START

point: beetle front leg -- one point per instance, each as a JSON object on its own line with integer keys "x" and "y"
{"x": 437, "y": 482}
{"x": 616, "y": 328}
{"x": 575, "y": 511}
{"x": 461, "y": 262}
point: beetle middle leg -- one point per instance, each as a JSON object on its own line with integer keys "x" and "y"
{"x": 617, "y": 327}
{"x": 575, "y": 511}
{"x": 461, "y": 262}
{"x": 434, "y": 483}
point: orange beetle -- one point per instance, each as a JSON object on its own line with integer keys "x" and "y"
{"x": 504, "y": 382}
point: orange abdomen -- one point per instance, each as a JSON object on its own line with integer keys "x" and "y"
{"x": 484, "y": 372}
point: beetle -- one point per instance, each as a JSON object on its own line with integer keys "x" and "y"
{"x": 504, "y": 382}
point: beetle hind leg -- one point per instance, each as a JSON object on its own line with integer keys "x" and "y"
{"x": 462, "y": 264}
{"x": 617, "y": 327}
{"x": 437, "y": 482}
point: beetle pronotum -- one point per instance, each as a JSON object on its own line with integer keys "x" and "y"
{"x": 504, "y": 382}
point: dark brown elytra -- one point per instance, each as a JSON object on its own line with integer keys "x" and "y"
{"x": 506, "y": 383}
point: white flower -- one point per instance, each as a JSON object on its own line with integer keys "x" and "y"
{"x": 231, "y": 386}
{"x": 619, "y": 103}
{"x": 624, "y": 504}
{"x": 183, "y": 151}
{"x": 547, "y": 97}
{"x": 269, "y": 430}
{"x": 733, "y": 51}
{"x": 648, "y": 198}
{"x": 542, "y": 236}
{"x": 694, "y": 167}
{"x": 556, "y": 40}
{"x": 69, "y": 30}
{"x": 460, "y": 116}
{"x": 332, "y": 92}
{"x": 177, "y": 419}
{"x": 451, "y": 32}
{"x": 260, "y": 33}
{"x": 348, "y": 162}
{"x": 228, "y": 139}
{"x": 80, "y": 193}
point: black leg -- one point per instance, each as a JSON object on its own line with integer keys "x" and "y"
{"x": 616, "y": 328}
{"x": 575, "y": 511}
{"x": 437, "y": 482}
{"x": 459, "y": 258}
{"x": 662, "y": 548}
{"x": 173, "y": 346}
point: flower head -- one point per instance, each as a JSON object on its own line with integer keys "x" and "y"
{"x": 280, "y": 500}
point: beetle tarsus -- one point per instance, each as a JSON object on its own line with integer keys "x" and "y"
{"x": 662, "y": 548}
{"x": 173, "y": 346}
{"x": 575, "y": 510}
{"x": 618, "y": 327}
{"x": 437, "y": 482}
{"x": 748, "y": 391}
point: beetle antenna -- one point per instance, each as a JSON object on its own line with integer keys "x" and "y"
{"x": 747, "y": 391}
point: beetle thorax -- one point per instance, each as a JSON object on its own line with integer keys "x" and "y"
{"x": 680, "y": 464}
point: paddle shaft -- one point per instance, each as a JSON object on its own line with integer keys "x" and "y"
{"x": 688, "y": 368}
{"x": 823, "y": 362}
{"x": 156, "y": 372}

END

→ **Required task**
Please rewrite all the entries above with "beetle" replaced by "insect" and everything else left unchanged.

→ **Output of the exercise**
point: insect front leg -- one point per instance, each as a JSON object on its own line with integer keys "x" and "y"
{"x": 437, "y": 482}
{"x": 616, "y": 328}
{"x": 575, "y": 511}
{"x": 461, "y": 262}
point: insect middle leg -- one point per instance, each as a JSON object on its own line with integer keys "x" and "y"
{"x": 617, "y": 327}
{"x": 575, "y": 511}
{"x": 461, "y": 262}
{"x": 434, "y": 483}
point: orange insect -- one point per instance, each as a JSON object on its own line with integer keys "x" and "y"
{"x": 504, "y": 382}
point: orange abdomen -- one point per instance, each as a JSON object on its own line with integer keys "x" and "y"
{"x": 484, "y": 372}
point: insect -- one point per instance, each as a JSON object on its own line with integer keys "x" and "y"
{"x": 504, "y": 382}
point: insect hind leg -- one point per instance, each as a JSON object on its own line with integer keys "x" and "y"
{"x": 462, "y": 264}
{"x": 617, "y": 327}
{"x": 437, "y": 482}
point: insect pronotum -- one point per instance, each as a JSON object on its own line with integer keys "x" and "y"
{"x": 504, "y": 382}
point: dark brown elytra -- one point per instance, each as a JSON object on its own line with integer keys "x" and "y"
{"x": 506, "y": 383}
point: white flower -- one point per instance, each as a JSON object on its own line with integer keys "x" and "y"
{"x": 231, "y": 386}
{"x": 619, "y": 103}
{"x": 624, "y": 504}
{"x": 183, "y": 151}
{"x": 547, "y": 97}
{"x": 269, "y": 430}
{"x": 733, "y": 51}
{"x": 648, "y": 198}
{"x": 542, "y": 236}
{"x": 694, "y": 167}
{"x": 556, "y": 40}
{"x": 69, "y": 30}
{"x": 460, "y": 116}
{"x": 332, "y": 92}
{"x": 177, "y": 419}
{"x": 451, "y": 32}
{"x": 260, "y": 33}
{"x": 348, "y": 162}
{"x": 228, "y": 139}
{"x": 80, "y": 193}
point: black leg -- one point per instance, each as a JSON object on its own line with integer keys "x" and "y"
{"x": 616, "y": 328}
{"x": 575, "y": 511}
{"x": 437, "y": 482}
{"x": 459, "y": 258}
{"x": 662, "y": 548}
{"x": 173, "y": 346}
point: flower head -- one point per instance, each as a JSON object on its own line with integer keys "x" and "y"
{"x": 280, "y": 500}
point: insect tarsus -- one point per instance, each as a JSON object on its own line with integer keys "x" and "y"
{"x": 662, "y": 548}
{"x": 173, "y": 346}
{"x": 575, "y": 510}
{"x": 618, "y": 327}
{"x": 437, "y": 482}
{"x": 748, "y": 391}
point: insect antenna -- one point per instance, each as a JSON object on its own line with integer keys "x" and "y"
{"x": 747, "y": 391}
point: insect thorax -- one point per instance, each as a JSON object on its own line with integer keys "x" and "y"
{"x": 680, "y": 464}
point: paddle shaft -- one point per instance, each as a JSON object on its own line with integer keys "x" and "y"
{"x": 688, "y": 368}
{"x": 823, "y": 362}
{"x": 156, "y": 372}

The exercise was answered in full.